_TRECHO FORNECIDO_

# Análise de Recomendações de Companhias Aéreas

Este notebook realiza:
- Exploração dos dados
- Pré-processamento (tabular e texto)
- Construção de três modelos:
    1. Apenas dados tabulares
    2. Apenas dados textuais
    3. Combinação tabular + texto
- Avaliação dos modelos com métricas
- Visualizações e análise das palavras mais importantes


In [None]:
import pandas as pd
import numpy as np
import re
import matplotlib.pyplot as plt
import seaborn as sns
from sklearn.model_selection import train_test_split
from sklearn.preprocessing import StandardScaler
from sklearn.feature_extraction.text import TfidfVectorizer
from sklearn.linear_model import LogisticRegression
from sklearn.metrics import accuracy_score, precision_score, recall_score, f1_score
from sklearn.compose import ColumnTransformer
from sklearn.pipeline import Pipeline
from sklearn.preprocessing import OneHotEncoder
from sklearn.impute import SimpleImputer
from sklearn.ensemble import RandomForestClassifier
from scipy.sparse import hstack


In [None]:
# Carregar dataset
file_path = 'airlines_reviews.csv'
df = pd.read_csv(file_path)
df.head()


In [None]:
# Pré-processamento
# Converter variável alvo
print(df.columns)
df['Recommended'] = df['Recommended'].map({'yes': 1, 'no': 0})

# Selecionar colunas
text_col = 'Reviews'
tabular_cols = ['Airline','Type of Traveller','Month Flown','Route','Class','Seat Comfort','Staff Service','Food & Beverages','Inflight Entertainment','Value For Money','Overall Rating']

X_text = df[text_col].astype(str)
X_tabular = df[tabular_cols]
y = df['Recommended']

# Divisão treino/teste
X_tab_train, X_tab_test, X_text_train, X_text_test, y_train, y_test = train_test_split(X_tabular, X_text, y, test_size=0.2, random_state=42)

_OBJETIVO DO EXERCÍCIO_
Traduza para o inglês a frase "Converter variável alvo", que aparece como comentário no notebook sobre recomendações de companhias aéreas.

Registros de rotulagem de regiões:
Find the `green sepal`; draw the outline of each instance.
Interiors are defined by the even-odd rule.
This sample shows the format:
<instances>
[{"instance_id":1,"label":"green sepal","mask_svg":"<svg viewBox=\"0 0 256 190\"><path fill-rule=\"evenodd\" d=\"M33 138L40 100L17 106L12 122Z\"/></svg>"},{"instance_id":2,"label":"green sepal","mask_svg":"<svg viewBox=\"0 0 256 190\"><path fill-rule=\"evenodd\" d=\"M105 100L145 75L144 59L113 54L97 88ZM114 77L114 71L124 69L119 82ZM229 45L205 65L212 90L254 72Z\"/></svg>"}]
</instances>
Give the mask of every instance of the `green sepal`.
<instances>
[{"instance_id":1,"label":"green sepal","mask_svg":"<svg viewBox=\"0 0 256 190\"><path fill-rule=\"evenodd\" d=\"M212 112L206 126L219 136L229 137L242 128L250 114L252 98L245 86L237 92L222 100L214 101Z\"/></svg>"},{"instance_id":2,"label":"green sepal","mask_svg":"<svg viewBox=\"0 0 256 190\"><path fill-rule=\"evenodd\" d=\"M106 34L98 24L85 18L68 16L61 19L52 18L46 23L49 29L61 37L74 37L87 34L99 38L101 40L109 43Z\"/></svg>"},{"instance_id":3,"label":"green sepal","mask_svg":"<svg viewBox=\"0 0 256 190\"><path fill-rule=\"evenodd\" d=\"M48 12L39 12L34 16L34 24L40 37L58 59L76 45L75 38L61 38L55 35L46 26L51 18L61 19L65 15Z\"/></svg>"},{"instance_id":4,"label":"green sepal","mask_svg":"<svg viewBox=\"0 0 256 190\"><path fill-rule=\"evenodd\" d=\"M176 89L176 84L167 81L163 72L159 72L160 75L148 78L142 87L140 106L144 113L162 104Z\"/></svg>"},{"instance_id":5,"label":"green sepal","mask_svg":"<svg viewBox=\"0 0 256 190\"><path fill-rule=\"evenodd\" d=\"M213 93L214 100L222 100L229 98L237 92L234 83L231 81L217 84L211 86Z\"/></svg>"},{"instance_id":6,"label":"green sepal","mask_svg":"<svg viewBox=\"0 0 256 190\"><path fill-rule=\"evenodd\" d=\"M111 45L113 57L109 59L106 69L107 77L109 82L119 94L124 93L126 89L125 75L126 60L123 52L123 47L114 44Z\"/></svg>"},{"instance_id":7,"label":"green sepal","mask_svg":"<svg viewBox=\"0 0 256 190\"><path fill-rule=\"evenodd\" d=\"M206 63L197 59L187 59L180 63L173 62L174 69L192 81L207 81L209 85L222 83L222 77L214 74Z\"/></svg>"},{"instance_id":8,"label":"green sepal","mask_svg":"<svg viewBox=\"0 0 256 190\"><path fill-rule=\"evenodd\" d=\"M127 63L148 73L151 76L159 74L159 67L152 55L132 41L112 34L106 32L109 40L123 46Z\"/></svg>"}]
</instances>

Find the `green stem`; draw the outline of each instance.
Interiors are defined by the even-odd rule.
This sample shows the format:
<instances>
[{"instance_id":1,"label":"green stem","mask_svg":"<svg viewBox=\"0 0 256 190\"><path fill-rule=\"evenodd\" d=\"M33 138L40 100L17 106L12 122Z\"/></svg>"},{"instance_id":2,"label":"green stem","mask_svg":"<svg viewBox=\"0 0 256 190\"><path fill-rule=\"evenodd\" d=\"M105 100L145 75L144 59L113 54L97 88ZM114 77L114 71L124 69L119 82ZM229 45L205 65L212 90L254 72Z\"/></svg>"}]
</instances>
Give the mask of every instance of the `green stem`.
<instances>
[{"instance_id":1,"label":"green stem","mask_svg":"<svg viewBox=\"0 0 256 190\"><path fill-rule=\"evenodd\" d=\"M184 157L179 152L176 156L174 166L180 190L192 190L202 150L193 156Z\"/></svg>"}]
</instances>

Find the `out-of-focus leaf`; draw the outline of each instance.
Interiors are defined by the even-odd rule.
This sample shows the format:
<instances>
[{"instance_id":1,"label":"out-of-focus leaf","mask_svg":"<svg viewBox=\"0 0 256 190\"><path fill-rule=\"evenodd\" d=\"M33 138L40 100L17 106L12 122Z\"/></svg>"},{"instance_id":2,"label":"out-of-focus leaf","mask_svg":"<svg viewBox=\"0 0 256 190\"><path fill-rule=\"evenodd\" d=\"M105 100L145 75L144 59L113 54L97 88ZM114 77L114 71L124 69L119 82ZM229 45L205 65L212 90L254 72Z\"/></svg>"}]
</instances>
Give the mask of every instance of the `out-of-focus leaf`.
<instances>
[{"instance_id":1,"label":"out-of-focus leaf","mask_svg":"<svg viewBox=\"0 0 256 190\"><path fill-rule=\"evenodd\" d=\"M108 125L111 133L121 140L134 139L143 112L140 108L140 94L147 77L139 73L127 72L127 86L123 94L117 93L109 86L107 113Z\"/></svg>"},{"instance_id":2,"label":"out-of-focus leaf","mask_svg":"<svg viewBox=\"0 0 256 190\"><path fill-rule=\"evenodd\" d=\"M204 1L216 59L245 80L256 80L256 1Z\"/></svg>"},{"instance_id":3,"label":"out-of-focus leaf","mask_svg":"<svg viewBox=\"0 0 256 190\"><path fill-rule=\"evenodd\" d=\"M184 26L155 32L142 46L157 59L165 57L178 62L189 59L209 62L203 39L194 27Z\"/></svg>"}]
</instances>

_EXERCÍCIO CONCLUÍDO_
Convert the target variable.